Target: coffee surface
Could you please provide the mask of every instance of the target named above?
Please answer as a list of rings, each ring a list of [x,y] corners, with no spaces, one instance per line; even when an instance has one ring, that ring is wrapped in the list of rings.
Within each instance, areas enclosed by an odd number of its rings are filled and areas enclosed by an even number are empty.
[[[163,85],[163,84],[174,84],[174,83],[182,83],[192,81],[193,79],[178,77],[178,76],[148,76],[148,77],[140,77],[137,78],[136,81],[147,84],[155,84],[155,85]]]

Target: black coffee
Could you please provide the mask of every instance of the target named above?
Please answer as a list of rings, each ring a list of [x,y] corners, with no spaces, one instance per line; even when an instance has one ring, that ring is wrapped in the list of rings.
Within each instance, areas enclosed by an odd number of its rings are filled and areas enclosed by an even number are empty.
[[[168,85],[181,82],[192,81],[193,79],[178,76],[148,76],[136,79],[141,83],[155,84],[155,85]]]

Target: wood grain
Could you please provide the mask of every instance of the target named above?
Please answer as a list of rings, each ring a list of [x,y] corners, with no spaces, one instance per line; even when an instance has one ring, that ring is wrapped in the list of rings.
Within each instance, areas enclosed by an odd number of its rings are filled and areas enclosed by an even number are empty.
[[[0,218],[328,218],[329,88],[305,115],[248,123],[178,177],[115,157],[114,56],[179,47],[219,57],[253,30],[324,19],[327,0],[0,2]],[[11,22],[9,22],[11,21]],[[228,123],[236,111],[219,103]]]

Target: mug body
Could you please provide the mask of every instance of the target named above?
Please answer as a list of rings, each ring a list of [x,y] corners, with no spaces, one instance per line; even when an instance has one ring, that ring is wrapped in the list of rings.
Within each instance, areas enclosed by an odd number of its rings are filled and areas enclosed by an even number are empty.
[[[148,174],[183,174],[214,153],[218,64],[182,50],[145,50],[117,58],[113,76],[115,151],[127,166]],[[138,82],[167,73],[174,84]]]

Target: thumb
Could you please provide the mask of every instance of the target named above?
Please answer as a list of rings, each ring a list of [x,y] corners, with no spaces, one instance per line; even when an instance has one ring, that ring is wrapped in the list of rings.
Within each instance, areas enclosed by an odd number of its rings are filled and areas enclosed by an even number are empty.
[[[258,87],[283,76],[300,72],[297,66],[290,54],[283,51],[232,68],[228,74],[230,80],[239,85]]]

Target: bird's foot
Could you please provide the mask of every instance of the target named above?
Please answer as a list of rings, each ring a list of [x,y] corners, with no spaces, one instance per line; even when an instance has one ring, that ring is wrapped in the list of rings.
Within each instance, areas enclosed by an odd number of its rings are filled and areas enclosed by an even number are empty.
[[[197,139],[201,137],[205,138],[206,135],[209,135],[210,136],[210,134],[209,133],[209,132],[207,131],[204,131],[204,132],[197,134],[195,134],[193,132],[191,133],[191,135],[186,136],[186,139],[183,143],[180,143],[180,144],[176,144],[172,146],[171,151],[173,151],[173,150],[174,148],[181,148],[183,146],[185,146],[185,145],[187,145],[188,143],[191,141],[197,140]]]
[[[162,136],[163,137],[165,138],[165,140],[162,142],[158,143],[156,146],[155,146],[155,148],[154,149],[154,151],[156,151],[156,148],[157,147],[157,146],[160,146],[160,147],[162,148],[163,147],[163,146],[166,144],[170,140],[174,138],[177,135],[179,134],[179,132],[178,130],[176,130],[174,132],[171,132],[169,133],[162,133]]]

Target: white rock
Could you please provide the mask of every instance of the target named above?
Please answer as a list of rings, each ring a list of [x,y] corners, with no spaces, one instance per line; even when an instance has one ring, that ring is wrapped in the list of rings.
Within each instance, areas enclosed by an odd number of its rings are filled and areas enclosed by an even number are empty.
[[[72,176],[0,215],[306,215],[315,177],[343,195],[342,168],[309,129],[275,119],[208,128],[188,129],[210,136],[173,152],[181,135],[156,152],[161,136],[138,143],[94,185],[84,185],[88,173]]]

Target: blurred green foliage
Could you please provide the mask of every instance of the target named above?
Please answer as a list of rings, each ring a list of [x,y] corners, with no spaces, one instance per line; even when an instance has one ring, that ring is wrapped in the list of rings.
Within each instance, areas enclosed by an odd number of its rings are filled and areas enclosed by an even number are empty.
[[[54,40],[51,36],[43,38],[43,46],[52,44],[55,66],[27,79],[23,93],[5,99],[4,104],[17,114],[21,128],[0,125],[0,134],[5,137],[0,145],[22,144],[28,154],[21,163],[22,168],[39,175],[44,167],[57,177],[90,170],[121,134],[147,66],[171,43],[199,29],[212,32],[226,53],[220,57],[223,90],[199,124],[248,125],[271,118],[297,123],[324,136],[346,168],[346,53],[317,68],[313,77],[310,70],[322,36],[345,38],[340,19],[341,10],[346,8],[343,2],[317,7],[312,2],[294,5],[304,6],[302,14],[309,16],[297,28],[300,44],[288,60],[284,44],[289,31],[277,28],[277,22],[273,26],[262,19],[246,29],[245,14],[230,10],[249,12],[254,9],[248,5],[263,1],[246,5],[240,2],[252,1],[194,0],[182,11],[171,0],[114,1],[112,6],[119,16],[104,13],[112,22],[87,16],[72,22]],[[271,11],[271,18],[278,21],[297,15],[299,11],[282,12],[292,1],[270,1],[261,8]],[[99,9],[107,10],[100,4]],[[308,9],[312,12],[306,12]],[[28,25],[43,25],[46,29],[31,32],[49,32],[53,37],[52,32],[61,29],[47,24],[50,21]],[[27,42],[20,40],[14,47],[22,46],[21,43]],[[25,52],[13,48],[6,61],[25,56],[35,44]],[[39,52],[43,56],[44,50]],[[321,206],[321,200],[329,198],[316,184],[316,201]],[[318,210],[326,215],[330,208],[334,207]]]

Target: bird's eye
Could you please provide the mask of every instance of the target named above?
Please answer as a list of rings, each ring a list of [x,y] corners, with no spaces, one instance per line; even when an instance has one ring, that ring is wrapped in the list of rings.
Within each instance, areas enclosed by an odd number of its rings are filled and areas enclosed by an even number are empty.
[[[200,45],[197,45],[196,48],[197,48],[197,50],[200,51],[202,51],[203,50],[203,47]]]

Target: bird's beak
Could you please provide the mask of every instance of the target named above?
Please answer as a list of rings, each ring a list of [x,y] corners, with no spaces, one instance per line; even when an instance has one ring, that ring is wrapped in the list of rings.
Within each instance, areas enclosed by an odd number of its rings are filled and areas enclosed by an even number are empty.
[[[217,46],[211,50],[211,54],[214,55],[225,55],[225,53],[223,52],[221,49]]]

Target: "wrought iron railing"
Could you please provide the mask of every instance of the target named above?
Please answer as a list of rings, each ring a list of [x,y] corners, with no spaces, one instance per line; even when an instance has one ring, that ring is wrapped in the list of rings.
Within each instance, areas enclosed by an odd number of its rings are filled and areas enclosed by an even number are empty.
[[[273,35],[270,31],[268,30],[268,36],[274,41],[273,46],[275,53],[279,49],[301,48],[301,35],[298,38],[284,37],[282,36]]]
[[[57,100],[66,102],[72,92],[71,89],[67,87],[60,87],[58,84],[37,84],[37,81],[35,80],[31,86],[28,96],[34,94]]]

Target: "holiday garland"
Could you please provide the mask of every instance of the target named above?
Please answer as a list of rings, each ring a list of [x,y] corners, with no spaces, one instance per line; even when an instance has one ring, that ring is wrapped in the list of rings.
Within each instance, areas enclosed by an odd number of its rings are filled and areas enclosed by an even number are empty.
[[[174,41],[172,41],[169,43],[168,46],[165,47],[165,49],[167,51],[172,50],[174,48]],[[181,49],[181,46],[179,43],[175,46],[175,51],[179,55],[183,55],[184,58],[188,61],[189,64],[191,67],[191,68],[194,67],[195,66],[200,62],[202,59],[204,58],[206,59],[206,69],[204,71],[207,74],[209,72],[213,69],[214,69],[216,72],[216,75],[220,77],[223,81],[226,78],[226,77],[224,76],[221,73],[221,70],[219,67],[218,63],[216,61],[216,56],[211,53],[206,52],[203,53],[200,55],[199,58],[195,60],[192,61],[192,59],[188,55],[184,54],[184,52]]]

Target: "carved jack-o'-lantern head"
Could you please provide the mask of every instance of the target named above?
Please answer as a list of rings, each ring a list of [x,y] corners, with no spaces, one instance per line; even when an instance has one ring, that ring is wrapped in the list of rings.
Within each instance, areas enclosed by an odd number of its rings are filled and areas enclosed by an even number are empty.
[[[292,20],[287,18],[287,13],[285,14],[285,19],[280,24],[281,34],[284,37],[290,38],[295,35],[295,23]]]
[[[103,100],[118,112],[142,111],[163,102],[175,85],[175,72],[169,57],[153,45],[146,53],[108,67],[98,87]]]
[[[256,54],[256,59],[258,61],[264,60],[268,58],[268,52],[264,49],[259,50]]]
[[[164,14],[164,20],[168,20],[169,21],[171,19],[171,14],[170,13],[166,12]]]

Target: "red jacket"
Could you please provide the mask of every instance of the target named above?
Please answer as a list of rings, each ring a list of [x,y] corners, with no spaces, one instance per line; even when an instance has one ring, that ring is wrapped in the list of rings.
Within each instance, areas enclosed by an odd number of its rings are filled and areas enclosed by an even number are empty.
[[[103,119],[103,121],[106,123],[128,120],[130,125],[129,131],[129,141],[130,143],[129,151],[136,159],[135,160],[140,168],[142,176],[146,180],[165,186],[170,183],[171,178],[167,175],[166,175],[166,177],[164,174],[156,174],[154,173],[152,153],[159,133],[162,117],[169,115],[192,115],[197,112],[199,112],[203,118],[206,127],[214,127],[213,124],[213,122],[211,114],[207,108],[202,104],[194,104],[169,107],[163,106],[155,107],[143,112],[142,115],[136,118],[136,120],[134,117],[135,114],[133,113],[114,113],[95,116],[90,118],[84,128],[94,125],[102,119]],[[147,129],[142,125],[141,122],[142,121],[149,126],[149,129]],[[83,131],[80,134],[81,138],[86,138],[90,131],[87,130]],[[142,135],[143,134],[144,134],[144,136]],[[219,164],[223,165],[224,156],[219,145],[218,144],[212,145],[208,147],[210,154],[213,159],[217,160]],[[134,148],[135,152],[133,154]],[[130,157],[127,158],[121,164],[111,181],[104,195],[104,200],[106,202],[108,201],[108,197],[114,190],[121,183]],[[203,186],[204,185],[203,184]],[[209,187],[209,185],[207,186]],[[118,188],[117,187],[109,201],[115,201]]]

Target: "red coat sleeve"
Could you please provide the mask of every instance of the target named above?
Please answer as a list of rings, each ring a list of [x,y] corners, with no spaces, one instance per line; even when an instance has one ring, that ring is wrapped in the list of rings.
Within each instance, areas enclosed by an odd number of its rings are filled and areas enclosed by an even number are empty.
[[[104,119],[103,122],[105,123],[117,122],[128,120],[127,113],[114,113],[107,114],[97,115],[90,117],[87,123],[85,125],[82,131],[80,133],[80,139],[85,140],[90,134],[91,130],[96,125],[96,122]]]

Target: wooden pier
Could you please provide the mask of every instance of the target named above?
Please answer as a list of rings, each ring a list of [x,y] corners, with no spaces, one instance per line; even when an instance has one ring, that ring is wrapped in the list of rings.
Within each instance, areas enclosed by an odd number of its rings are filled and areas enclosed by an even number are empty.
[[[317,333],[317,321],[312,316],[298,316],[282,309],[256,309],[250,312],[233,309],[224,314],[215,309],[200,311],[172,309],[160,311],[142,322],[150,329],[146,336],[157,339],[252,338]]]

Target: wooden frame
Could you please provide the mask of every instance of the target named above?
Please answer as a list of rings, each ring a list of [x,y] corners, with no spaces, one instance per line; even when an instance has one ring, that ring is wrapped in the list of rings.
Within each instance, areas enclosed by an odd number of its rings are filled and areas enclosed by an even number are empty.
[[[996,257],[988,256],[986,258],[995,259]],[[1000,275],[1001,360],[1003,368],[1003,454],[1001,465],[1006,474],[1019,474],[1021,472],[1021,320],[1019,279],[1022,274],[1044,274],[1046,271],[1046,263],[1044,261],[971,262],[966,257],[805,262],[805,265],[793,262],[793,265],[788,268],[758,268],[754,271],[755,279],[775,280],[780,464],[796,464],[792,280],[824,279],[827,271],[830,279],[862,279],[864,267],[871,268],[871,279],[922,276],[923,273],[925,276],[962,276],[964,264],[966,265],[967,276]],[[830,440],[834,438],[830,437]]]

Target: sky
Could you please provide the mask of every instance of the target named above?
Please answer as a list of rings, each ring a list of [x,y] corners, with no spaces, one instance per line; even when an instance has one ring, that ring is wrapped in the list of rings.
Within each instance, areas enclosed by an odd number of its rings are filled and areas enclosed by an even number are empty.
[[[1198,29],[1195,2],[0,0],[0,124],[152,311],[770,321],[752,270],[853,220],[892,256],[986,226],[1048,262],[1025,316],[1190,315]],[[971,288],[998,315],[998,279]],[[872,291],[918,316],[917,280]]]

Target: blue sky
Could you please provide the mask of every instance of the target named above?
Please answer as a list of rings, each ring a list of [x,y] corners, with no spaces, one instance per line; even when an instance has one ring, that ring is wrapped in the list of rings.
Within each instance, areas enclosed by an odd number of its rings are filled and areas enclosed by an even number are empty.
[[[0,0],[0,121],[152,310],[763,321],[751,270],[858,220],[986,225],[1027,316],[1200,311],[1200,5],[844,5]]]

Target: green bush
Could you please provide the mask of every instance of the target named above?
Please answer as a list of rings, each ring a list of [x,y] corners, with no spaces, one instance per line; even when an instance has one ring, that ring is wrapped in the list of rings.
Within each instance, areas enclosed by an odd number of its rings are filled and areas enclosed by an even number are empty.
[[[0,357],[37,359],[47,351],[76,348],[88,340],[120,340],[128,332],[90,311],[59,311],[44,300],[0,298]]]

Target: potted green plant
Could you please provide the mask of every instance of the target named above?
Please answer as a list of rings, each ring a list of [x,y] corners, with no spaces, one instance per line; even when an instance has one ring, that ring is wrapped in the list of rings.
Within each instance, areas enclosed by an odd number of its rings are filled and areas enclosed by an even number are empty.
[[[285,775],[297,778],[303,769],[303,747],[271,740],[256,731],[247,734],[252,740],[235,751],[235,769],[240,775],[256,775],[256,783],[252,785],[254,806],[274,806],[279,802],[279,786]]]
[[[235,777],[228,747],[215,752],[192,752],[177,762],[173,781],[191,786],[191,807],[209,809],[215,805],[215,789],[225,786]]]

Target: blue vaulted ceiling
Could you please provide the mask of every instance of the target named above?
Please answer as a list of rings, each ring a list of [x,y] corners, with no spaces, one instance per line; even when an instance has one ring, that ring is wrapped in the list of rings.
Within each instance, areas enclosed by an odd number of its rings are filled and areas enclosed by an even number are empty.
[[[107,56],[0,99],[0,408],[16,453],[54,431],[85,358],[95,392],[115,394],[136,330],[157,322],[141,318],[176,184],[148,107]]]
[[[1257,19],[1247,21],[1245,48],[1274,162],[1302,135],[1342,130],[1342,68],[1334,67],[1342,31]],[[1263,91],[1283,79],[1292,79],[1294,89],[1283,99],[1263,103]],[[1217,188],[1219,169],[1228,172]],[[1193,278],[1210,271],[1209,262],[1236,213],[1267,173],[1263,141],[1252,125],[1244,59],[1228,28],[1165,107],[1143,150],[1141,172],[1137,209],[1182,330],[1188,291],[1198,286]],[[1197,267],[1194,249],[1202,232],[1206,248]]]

···

*Challenge*. Return, word for word, every line from the line with "Target: green bush" to the final line of the data.

*Result of the task*.
Target: green bush
Could you please provide the mask of every instance of the target named above?
Please answer as a list of rings, each ring a list of [x,y] corners, with no spaces, one instance per line; even when an instance has one ring, that ring is wrapped in the list of rings.
Within each instance, areas enclosed by an odd number of its rings are filled and areas enclosed by an even number are empty.
[[[0,357],[37,359],[47,351],[76,348],[88,340],[120,340],[128,332],[90,311],[59,311],[44,300],[0,298]]]

Target: potted green plant
Could you please provide the mask of every instance of the target named above?
Please answer as a list of rings, each ring a list of [x,y] corners, with no spaces, one instance per line; even when an instance has one ring, that ring is wrapped in the list of rings.
Within each instance, areas enclosed by an odd number of its rings are filled and areas enclosed by an even number are empty.
[[[285,775],[297,778],[303,769],[303,747],[271,740],[256,731],[247,734],[252,740],[235,751],[235,769],[240,775],[256,775],[256,783],[252,785],[254,806],[274,806],[279,802],[279,786]]]
[[[235,777],[228,747],[215,752],[192,752],[177,762],[173,781],[191,786],[191,807],[209,809],[215,805],[215,789],[225,786]]]

Target: blue vaulted ceiling
Could you please provide the mask of every instance of the target named above?
Please answer as a list of rings, each ring a list of [x,y] corners, with no spaces, one instance per line; even when an instance has one ring, that ring is wrapped in the list of rings.
Within each instance, areas enclosed by an odd number of its rings are filled and areas enclosed by an even number are empty.
[[[107,56],[0,99],[0,408],[16,453],[54,431],[85,358],[95,392],[115,394],[136,330],[157,322],[141,318],[176,184],[148,107]]]
[[[1257,19],[1247,21],[1245,48],[1274,162],[1302,135],[1342,130],[1342,68],[1334,67],[1342,31]],[[1263,91],[1283,79],[1292,79],[1294,89],[1283,99],[1263,103]],[[1217,188],[1219,169],[1228,172]],[[1193,278],[1210,271],[1209,262],[1236,213],[1267,173],[1263,141],[1252,125],[1244,59],[1228,28],[1165,107],[1143,150],[1141,172],[1137,209],[1182,330],[1188,291],[1198,286]],[[1197,267],[1194,249],[1202,232],[1206,248]]]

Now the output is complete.